# Required work:
Please write out each entry exactly as it appears.

(Entries taken from a collection)

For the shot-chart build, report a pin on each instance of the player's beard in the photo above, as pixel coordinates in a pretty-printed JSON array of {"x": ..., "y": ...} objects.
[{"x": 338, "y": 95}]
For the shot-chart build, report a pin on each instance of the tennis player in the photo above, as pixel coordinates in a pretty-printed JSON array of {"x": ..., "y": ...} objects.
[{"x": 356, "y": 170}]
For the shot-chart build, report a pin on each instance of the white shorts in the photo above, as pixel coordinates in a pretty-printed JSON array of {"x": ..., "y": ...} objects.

# Exercise output:
For the shot-chart build, report a pin on each instance of the player's beard in the photo above, as pixel coordinates in a pretty-printed JSON array of {"x": ..., "y": ...} objects.
[{"x": 338, "y": 95}]
For the shot-chart build, report a pin on each instance of the tennis player in the photo above, as pixel coordinates in a pretty-printed JSON array of {"x": ..., "y": ...} objects.
[{"x": 356, "y": 170}]
For the shot-chart build, report a pin on each instance of the white shorts in the photo above, as pixel coordinates in a pretty-printed JSON array of {"x": ..., "y": ...} objects.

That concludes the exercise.